Items from a dataset
==*==

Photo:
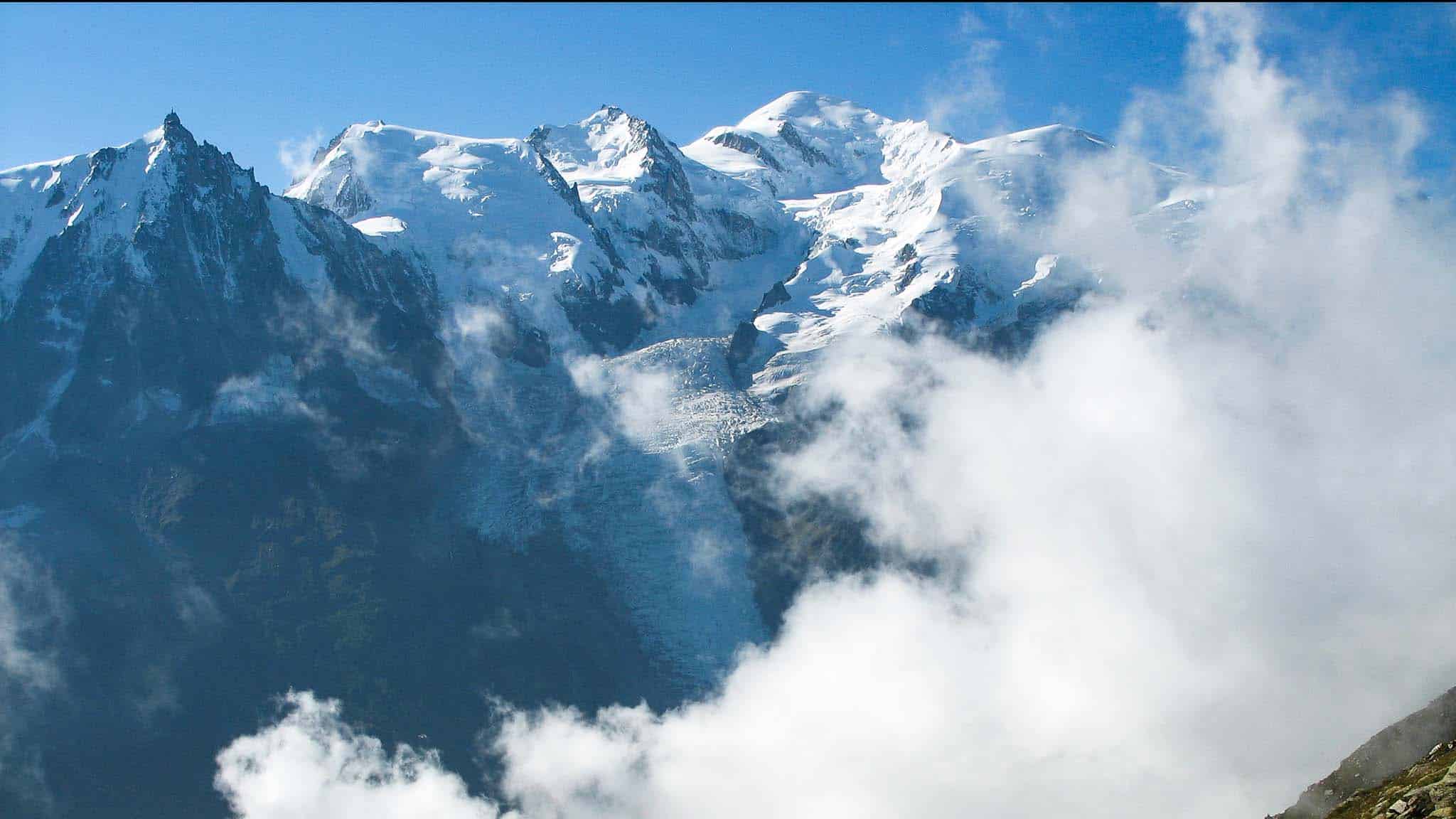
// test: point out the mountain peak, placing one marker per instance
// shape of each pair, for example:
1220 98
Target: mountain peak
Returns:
172 130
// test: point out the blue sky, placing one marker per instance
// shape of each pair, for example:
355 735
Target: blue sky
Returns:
247 77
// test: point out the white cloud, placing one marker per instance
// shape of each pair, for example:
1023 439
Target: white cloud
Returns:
312 766
296 156
1200 535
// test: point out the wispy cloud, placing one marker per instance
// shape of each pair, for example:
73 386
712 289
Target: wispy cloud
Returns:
1200 534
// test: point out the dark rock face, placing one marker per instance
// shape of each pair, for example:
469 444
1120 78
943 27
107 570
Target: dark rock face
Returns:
744 143
1382 756
239 481
805 151
793 541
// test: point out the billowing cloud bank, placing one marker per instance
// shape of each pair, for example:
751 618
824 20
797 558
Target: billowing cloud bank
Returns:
1196 545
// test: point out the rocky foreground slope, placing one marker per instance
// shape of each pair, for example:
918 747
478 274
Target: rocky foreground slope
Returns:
1407 770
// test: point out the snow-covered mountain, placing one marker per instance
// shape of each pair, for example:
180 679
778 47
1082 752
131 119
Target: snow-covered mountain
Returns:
520 390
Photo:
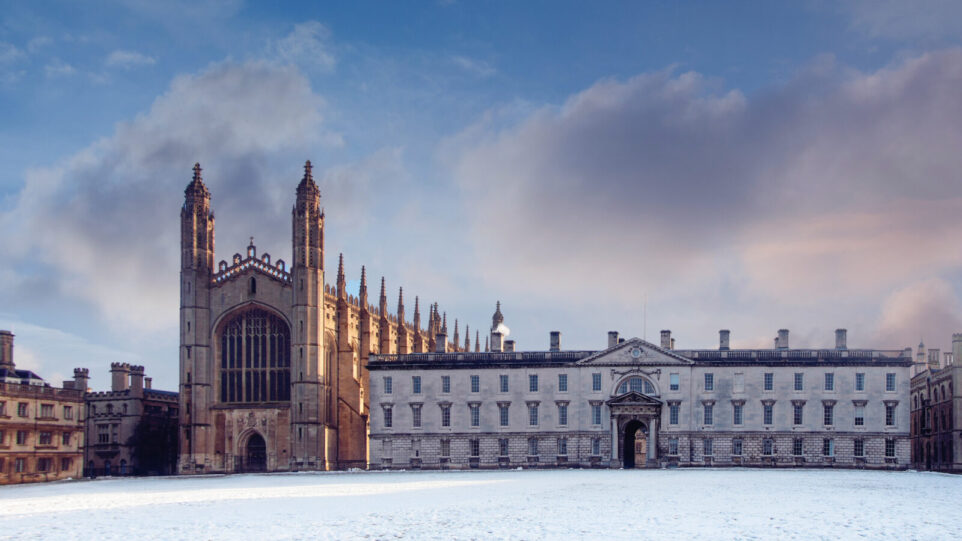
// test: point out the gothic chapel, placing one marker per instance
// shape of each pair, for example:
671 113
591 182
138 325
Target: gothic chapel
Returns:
272 360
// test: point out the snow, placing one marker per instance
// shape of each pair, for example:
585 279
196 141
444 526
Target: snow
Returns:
576 504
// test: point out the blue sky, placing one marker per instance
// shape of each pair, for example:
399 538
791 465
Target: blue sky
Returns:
743 165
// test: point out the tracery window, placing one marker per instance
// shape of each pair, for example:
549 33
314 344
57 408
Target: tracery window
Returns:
255 358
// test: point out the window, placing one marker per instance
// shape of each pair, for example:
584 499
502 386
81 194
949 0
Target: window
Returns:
797 446
475 410
596 414
445 415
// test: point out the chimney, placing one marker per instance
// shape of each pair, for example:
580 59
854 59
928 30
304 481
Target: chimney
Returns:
723 336
841 337
137 380
119 376
6 350
555 342
496 341
782 341
81 379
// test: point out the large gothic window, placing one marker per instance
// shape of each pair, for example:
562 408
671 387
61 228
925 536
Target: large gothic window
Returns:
255 358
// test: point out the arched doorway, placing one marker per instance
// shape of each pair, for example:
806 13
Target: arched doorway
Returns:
635 452
256 453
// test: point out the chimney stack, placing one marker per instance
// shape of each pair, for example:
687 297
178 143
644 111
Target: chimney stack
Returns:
841 337
6 350
119 376
782 341
555 342
723 336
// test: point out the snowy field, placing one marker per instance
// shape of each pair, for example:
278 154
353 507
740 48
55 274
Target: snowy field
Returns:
566 504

==*==

> WHAT YOU WILL DO:
Transcribe the entries above exactly, from their first line through the line with "Target: dark rock face", and omit all pictures.

> EXERCISE ANSWER:
Photo:
// test: point out the mountain peak, placing one marker per instance
// shape of each pair, for example:
1220 98
Target: mountain peak
Returns:
172 130
// test: point out the blue sky, placing one marker per instance
// shape of each pair, for example:
355 735
Target: blue sky
Returns:
247 77
// test: point out the white cloud, placing one marker per instance
// shape of each pair, for example:
1023 439
Target: white cloud
Returns:
312 766
296 156
1200 535
// test: point out the wispy cloud, placing one marker per instance
// shape of each pair, for example:
73 386
712 289
Target: wispy cloud
Returns:
1200 534
// test: point out the dark rock face, placing one marker per instance
// shape of each pair, for example:
469 444
1120 78
943 27
107 570
Target: dark rock face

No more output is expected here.